Source records:

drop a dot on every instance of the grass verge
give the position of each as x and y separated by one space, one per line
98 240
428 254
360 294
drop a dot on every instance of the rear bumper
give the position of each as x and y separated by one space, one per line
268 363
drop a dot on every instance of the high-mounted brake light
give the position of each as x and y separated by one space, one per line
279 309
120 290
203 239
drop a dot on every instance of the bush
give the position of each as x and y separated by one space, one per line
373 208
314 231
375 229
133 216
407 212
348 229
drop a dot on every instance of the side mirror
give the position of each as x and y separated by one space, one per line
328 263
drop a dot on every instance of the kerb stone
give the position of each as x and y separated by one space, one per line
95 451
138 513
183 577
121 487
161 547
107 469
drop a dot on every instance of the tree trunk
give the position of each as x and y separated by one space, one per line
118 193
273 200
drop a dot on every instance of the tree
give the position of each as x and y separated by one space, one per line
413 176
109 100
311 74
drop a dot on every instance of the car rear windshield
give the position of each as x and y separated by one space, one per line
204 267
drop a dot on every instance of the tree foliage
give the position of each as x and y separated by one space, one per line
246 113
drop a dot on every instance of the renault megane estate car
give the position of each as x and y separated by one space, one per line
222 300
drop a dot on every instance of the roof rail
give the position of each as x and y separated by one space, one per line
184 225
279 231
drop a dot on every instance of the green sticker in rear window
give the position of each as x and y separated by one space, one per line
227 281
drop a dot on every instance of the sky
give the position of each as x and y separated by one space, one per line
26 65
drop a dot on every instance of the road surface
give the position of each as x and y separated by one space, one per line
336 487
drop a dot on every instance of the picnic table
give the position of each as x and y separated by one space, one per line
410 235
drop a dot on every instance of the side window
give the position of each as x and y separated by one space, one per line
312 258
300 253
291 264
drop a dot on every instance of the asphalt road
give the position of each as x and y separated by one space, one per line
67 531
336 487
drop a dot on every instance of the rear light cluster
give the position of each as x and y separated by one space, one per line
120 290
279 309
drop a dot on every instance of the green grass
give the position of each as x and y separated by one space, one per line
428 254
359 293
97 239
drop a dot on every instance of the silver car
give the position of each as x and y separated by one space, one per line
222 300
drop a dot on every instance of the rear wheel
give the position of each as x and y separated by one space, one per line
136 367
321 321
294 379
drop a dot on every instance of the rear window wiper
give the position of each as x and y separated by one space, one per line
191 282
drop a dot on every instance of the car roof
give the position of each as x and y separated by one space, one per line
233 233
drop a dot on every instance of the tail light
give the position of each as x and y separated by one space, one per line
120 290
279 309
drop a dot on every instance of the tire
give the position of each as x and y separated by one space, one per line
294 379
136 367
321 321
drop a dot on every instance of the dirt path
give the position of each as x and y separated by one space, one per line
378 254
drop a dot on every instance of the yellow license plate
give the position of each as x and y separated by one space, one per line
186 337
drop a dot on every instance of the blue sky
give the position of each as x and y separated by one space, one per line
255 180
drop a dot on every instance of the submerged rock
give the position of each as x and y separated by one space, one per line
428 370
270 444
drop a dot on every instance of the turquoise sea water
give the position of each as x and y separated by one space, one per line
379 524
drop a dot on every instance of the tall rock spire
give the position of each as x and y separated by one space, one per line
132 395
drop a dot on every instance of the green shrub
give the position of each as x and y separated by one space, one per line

▸ **Instructions for the task**: Pull out every line above that holds the word "window".

▸ **Exercise response**:
drop a dot on every instance of the green sticker in rear window
drop a dot on every instance of the side window
drop a dot on every instance of the rear window wiper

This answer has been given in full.